**ASSIGNED TASK:** Once you find the line with "580L924 594L989 589L1036" in the entries below, return exactly every line from it through the line with "positive clicks: (908, 574)".

[Stored data]
____________________

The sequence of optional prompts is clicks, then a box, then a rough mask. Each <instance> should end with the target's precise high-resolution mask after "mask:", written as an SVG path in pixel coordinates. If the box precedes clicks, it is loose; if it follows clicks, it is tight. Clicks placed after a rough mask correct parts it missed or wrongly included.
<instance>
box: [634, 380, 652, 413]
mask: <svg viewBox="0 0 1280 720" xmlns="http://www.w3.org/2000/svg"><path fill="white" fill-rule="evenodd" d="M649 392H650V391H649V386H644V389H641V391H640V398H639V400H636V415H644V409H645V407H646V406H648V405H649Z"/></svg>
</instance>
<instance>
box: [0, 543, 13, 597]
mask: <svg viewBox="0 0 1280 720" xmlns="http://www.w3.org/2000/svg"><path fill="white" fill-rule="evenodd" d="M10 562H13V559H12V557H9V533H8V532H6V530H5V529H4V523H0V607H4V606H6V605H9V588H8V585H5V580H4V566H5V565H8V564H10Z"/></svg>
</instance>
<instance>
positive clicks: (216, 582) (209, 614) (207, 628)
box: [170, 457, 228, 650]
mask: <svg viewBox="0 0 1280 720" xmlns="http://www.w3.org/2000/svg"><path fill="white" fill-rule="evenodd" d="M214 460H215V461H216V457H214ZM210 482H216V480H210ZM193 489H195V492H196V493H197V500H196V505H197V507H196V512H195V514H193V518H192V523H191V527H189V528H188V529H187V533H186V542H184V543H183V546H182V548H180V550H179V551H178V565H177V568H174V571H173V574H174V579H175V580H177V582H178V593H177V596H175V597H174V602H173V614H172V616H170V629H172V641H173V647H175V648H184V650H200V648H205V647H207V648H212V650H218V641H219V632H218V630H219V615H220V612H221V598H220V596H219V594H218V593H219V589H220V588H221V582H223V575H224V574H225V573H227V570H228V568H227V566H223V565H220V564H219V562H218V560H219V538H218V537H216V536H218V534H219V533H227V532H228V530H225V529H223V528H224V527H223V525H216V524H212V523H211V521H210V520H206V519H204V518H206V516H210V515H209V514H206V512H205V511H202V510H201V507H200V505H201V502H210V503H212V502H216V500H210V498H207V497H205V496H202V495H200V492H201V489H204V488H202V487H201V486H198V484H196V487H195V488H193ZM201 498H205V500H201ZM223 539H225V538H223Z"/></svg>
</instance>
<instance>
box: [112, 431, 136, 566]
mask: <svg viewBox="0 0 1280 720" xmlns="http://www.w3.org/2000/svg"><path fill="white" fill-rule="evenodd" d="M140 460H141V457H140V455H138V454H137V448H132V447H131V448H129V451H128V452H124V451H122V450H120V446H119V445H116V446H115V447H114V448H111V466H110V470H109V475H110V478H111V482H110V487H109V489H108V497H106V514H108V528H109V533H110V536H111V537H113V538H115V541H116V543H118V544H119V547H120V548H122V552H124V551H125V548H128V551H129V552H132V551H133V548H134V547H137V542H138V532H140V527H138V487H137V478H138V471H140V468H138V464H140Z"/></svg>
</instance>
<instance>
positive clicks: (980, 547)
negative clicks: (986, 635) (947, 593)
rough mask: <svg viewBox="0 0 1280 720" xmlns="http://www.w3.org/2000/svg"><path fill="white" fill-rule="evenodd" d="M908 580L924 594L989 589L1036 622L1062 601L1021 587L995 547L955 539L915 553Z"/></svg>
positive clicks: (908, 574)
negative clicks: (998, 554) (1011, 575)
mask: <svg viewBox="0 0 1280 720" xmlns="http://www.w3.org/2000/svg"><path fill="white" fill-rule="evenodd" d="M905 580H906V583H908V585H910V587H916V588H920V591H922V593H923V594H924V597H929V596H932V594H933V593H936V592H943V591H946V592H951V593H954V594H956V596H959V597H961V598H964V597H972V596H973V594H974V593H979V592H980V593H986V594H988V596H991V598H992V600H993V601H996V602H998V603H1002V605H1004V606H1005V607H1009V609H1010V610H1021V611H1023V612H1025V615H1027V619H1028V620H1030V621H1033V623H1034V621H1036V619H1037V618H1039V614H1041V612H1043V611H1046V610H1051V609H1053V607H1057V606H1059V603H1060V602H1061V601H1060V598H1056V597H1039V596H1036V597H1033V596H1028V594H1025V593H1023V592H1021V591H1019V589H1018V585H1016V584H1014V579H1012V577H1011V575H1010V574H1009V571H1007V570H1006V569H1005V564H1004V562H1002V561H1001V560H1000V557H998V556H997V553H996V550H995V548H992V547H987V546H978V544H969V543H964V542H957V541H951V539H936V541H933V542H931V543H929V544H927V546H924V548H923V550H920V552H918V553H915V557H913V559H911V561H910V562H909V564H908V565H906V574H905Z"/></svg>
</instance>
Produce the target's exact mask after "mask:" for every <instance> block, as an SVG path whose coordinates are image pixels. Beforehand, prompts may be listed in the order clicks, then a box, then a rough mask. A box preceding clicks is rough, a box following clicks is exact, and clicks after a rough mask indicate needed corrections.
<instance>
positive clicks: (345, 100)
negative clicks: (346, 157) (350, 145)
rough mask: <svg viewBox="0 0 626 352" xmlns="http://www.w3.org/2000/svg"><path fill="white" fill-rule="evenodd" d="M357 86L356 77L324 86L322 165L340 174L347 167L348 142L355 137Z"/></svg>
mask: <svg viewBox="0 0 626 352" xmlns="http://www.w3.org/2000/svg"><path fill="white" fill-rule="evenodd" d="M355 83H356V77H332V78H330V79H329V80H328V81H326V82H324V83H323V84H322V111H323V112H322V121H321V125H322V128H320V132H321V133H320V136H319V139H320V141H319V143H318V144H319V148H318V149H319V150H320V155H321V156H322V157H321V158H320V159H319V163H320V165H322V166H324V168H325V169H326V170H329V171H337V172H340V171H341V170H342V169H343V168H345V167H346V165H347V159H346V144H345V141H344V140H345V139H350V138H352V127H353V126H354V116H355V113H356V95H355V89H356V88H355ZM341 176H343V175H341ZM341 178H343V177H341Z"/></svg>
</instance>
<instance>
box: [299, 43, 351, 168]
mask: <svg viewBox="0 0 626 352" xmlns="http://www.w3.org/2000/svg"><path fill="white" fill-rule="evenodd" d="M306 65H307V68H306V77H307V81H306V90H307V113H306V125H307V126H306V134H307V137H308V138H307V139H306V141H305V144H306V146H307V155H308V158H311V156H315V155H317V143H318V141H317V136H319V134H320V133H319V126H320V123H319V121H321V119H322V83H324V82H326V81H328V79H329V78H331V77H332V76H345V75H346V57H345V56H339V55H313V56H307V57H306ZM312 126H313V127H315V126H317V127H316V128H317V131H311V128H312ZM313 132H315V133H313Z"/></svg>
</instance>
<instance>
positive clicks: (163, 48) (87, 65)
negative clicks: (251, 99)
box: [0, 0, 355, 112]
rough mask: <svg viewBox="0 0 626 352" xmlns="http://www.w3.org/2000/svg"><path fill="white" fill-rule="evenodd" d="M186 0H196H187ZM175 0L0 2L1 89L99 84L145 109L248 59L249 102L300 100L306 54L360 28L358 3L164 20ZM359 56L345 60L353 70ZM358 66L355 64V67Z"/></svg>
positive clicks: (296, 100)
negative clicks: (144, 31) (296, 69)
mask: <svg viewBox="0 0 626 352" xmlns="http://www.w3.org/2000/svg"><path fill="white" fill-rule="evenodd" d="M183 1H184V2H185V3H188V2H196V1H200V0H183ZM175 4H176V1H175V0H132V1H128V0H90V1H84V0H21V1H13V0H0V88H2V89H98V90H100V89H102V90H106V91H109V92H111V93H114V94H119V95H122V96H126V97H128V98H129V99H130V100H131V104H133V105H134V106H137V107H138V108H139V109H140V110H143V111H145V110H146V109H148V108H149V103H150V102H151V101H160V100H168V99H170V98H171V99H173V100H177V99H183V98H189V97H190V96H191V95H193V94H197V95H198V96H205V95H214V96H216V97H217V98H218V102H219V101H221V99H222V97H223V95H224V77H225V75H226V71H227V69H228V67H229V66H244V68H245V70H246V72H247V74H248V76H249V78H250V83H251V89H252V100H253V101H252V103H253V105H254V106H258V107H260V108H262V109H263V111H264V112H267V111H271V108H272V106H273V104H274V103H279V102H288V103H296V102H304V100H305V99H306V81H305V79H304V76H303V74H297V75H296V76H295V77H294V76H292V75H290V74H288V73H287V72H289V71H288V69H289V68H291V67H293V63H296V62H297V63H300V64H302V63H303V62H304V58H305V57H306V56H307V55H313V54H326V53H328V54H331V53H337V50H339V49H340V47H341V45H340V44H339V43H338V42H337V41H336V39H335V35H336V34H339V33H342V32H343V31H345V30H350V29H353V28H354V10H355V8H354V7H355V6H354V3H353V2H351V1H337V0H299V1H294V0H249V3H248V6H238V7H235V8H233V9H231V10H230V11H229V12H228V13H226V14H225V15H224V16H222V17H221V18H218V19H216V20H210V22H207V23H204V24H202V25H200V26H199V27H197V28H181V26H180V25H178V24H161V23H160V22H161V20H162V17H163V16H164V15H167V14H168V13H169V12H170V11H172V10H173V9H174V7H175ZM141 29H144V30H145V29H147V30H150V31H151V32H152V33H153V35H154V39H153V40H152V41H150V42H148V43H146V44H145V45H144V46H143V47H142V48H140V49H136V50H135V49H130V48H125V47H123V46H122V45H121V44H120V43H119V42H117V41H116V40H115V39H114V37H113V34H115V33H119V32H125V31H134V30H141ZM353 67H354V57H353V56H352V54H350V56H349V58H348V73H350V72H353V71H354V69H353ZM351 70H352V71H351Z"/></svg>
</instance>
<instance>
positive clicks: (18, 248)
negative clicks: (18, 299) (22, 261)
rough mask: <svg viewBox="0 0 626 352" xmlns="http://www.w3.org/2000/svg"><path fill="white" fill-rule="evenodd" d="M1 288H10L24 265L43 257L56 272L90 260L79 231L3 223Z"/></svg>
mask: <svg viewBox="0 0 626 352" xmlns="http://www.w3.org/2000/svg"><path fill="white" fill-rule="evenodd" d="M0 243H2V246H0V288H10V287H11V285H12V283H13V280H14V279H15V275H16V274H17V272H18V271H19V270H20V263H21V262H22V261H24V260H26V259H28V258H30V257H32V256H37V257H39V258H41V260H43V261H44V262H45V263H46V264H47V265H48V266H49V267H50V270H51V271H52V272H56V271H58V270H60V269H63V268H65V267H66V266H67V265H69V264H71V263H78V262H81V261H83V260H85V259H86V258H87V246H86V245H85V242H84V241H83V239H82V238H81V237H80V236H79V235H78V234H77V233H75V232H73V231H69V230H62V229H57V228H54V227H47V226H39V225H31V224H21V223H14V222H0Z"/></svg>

____________________

**TASK ANSWER:**
rough mask: <svg viewBox="0 0 1280 720" xmlns="http://www.w3.org/2000/svg"><path fill="white" fill-rule="evenodd" d="M908 580L924 594L989 589L1036 622L1062 601L1021 587L995 547L955 539L915 553Z"/></svg>
positive clicks: (908, 574)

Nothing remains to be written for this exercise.